* [WRITTEN TASK]:
Return each line of the material below that contains the string "viewBox", copying every one of those lines in full.

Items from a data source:
┄┄┄┄┄┄┄┄┄┄┄┄┄┄┄┄┄┄┄┄
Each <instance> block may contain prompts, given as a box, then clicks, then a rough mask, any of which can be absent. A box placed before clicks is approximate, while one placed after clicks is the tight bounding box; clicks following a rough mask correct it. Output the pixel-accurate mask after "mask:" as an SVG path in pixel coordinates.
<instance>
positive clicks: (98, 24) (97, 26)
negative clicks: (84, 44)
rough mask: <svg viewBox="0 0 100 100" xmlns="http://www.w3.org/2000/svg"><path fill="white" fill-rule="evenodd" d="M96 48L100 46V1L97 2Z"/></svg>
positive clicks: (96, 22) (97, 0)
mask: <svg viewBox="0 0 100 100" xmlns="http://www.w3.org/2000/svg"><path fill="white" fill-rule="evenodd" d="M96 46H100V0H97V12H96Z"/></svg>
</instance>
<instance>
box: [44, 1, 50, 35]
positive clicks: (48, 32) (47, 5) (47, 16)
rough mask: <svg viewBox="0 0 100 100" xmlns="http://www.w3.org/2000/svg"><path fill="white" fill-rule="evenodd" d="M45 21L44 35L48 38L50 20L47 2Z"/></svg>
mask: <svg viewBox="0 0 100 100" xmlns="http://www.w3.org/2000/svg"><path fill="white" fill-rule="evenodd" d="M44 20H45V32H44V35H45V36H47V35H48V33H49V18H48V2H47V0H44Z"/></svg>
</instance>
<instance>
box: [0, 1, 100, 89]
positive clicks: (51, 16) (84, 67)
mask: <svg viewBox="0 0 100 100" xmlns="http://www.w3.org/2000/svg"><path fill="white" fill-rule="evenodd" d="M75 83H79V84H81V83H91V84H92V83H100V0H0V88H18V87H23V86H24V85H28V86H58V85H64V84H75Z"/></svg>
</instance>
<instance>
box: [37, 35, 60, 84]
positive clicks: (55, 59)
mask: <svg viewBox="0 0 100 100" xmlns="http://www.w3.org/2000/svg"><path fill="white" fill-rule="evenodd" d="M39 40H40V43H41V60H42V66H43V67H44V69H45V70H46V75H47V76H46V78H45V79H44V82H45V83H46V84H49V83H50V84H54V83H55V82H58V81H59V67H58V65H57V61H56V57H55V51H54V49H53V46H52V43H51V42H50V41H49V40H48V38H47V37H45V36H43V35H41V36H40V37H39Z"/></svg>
┄┄┄┄┄┄┄┄┄┄┄┄┄┄┄┄┄┄┄┄
* [RESULT]:
rough mask: <svg viewBox="0 0 100 100" xmlns="http://www.w3.org/2000/svg"><path fill="white" fill-rule="evenodd" d="M96 48L100 46V1L97 2Z"/></svg>
mask: <svg viewBox="0 0 100 100" xmlns="http://www.w3.org/2000/svg"><path fill="white" fill-rule="evenodd" d="M96 46H100V0H97V12H96Z"/></svg>
rough mask: <svg viewBox="0 0 100 100" xmlns="http://www.w3.org/2000/svg"><path fill="white" fill-rule="evenodd" d="M45 21L44 35L48 38L50 20L47 2Z"/></svg>
mask: <svg viewBox="0 0 100 100" xmlns="http://www.w3.org/2000/svg"><path fill="white" fill-rule="evenodd" d="M44 20H45V32H44V35H45V36H47V35H48V33H49V18H48V2H47V0H44Z"/></svg>
mask: <svg viewBox="0 0 100 100" xmlns="http://www.w3.org/2000/svg"><path fill="white" fill-rule="evenodd" d="M75 83H79V84H81V83H91V84H92V83H100V0H0V88H18V87H23V86H24V85H28V86H58V85H64V84H75Z"/></svg>
mask: <svg viewBox="0 0 100 100" xmlns="http://www.w3.org/2000/svg"><path fill="white" fill-rule="evenodd" d="M39 40H40V43H41V60H42V66H43V67H44V69H45V70H46V75H47V76H46V78H45V79H44V82H45V83H46V84H49V83H50V84H54V83H55V82H58V81H59V67H58V65H57V61H56V57H55V51H54V49H53V46H52V43H51V42H50V41H49V40H48V38H47V37H45V36H43V35H41V36H40V37H39Z"/></svg>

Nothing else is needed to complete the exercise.